Raw data
──────
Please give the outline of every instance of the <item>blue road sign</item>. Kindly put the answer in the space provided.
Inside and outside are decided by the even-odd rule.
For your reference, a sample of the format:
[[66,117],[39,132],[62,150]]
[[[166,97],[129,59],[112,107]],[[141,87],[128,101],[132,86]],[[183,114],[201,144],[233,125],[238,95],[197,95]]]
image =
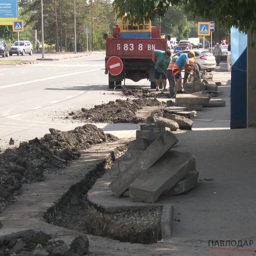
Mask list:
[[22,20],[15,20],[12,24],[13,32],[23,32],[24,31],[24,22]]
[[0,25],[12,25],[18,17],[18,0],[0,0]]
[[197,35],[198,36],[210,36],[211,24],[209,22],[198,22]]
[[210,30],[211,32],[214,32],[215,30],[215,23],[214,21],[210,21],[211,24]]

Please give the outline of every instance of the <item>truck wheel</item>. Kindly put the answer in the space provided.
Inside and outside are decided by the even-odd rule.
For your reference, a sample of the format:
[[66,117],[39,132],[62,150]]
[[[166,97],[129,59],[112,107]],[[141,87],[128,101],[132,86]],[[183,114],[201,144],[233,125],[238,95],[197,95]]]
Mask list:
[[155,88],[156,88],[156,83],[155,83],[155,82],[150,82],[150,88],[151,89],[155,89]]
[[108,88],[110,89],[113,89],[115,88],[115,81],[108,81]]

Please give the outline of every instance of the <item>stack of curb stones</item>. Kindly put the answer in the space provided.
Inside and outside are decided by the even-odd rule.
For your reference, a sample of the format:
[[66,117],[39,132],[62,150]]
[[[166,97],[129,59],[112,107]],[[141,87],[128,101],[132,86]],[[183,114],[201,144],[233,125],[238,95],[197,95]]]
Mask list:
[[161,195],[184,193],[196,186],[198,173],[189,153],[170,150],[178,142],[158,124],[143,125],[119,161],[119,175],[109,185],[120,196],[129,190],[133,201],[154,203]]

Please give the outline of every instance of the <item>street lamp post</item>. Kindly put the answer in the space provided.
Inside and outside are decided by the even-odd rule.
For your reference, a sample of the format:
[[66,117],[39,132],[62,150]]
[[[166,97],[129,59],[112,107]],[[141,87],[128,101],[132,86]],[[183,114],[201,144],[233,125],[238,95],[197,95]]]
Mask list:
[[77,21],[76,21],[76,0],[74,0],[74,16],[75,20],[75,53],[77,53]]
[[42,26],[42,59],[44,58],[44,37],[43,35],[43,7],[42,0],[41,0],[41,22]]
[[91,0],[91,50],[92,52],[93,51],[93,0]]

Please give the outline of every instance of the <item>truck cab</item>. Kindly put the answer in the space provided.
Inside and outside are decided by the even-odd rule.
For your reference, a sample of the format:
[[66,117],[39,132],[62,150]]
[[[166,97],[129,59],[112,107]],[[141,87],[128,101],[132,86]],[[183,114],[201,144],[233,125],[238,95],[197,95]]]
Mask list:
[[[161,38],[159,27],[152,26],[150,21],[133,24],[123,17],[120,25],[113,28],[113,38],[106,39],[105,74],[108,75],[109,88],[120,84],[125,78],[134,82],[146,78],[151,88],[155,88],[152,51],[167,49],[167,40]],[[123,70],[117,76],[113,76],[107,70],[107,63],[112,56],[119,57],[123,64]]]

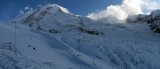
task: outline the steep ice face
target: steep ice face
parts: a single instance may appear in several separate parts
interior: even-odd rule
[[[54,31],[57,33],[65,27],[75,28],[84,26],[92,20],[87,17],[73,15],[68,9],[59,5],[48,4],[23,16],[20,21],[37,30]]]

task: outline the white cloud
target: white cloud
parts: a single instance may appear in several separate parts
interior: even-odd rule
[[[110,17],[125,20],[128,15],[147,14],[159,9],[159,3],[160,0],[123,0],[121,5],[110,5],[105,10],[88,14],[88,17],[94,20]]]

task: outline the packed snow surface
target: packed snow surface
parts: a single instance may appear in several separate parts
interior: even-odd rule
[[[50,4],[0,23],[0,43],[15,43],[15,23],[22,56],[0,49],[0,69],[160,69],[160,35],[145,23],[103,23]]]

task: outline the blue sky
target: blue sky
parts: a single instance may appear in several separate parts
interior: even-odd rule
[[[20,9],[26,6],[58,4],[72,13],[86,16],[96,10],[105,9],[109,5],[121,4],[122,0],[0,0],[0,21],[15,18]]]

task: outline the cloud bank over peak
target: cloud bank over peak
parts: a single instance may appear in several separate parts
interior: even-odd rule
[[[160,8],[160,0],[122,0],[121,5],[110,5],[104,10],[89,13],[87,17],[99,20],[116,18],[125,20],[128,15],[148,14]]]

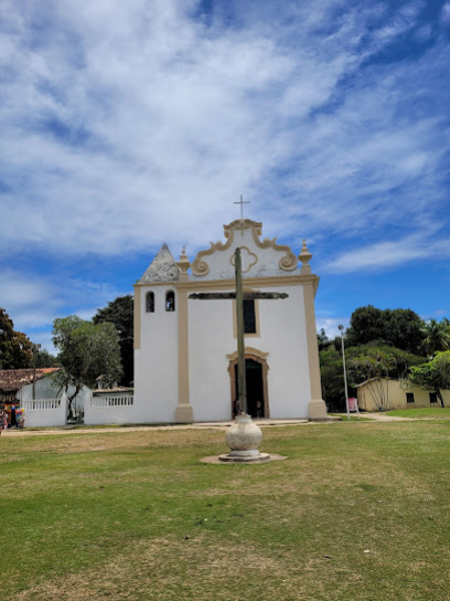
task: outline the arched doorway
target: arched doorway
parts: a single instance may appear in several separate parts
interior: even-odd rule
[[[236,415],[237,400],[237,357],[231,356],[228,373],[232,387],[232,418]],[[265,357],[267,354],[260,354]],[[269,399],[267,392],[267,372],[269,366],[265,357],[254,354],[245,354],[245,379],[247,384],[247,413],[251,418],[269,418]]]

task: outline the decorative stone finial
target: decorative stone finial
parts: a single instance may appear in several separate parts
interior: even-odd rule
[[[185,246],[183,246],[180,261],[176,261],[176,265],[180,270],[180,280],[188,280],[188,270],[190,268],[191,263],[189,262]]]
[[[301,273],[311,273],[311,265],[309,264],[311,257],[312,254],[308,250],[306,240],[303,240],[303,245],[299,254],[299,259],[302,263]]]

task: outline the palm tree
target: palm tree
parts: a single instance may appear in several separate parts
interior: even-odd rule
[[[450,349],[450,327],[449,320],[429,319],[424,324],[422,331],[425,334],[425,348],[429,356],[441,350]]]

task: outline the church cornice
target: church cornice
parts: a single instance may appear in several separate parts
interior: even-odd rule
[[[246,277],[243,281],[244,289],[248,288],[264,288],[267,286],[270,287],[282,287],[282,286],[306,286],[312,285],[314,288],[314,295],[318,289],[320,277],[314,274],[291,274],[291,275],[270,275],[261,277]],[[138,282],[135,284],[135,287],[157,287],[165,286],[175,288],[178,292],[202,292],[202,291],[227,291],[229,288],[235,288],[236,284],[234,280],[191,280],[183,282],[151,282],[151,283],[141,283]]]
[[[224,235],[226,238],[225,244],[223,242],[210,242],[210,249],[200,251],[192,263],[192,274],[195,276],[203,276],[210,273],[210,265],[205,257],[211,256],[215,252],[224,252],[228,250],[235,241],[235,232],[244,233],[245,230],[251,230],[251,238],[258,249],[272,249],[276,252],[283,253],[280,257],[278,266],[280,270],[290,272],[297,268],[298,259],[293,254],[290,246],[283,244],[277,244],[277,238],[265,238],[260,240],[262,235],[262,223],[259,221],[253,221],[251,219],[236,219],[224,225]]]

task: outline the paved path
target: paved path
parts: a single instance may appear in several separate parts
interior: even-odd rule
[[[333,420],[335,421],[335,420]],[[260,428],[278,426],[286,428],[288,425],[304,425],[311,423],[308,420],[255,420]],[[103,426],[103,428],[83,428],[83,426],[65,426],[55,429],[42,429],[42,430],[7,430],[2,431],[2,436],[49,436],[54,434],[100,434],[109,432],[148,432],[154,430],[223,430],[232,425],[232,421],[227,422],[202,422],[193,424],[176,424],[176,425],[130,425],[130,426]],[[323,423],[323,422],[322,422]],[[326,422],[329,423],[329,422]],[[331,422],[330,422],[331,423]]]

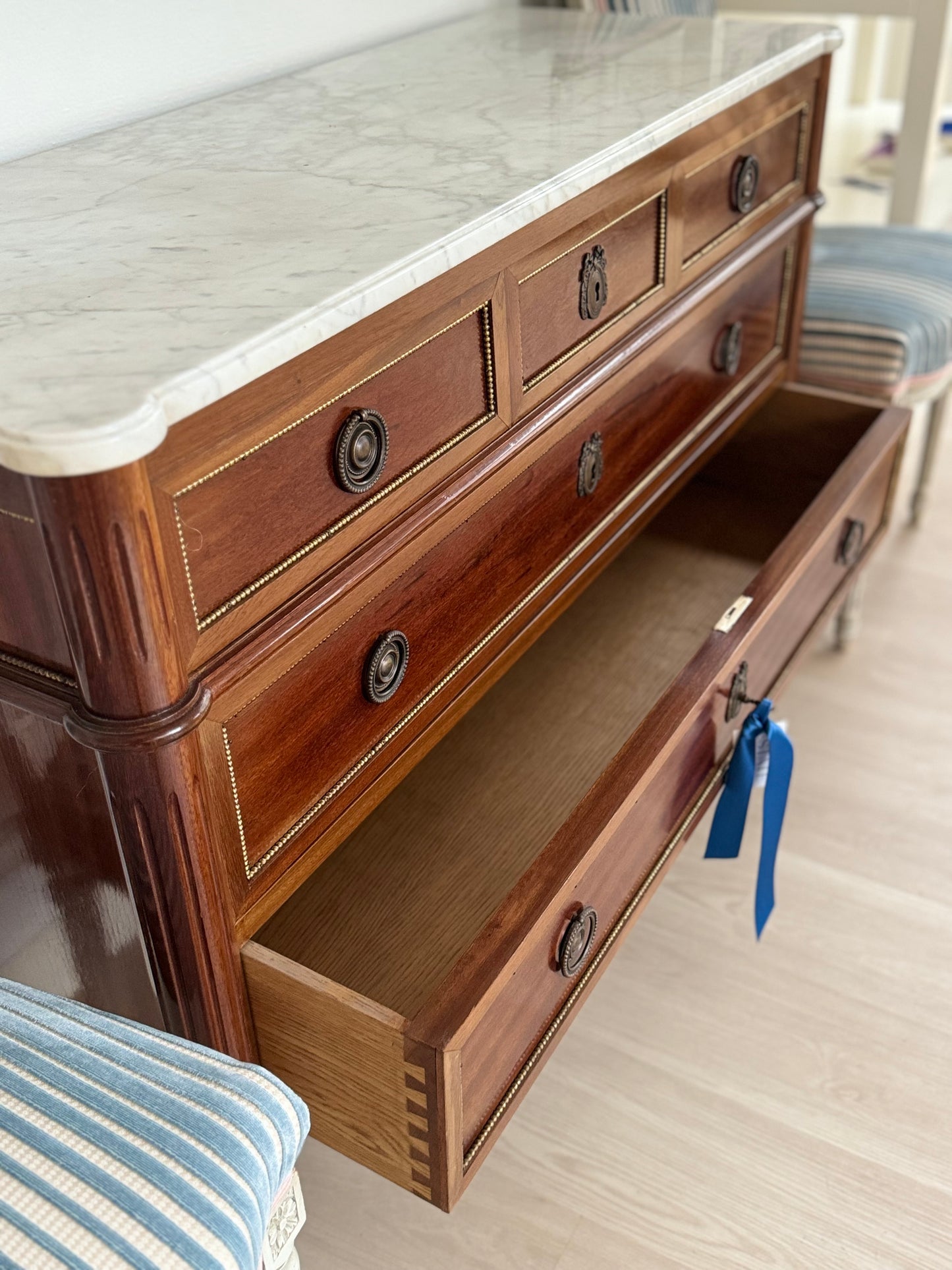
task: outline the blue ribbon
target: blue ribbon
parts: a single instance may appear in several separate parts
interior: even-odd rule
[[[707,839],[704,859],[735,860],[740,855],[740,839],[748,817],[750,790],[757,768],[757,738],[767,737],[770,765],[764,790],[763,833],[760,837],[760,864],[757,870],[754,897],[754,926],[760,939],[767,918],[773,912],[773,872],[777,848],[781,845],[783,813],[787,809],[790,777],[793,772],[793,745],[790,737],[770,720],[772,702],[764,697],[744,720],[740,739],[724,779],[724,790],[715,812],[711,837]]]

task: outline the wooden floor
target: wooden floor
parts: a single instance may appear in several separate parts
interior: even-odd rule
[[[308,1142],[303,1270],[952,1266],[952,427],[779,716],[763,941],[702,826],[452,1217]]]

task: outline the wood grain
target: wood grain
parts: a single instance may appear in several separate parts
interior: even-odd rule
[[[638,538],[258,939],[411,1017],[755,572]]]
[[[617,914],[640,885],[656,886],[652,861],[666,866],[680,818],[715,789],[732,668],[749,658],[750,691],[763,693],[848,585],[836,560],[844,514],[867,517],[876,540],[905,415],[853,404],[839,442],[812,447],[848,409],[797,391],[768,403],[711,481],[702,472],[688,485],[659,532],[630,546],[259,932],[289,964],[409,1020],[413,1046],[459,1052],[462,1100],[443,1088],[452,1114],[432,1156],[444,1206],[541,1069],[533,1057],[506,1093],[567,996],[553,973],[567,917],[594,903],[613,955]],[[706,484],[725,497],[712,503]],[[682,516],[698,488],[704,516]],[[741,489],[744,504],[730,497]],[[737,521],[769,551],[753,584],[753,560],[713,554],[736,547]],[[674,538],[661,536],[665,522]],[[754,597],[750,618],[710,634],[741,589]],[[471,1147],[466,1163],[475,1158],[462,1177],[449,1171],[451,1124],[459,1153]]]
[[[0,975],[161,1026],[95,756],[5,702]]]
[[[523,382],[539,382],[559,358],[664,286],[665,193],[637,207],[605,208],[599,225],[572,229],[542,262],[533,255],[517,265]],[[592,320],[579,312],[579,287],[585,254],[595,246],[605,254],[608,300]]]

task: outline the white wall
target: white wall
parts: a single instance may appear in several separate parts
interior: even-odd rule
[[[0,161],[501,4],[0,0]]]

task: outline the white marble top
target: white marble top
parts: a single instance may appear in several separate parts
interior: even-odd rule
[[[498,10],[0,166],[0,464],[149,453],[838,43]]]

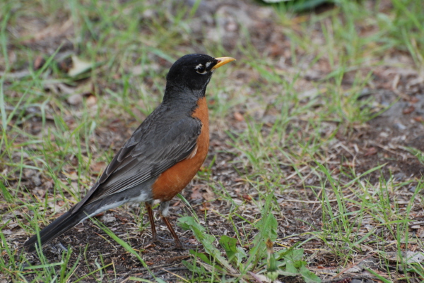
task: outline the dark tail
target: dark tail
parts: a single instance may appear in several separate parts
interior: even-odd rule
──────
What the exercise asks
Rewrite the material starting at the line that contains "task: outline the white wall" and ending at the end of the material, changing "target" to "label" and keeping everything else the same. Leave the pictures out.

Expected output
task: outline the white wall
label: white wall
parts: a single instance may appear in several separate parts
interior: even-odd rule
[[[0,161],[501,4],[0,0]]]

task: outline the white marble top
label: white marble top
parts: a single instance may appear in several separate parts
interior: even-odd rule
[[[498,10],[0,166],[0,464],[149,453],[838,43]]]

task: outline the dark tail
label: dark tail
parts: a single instance may appear in several separate parts
interior: even-odd rule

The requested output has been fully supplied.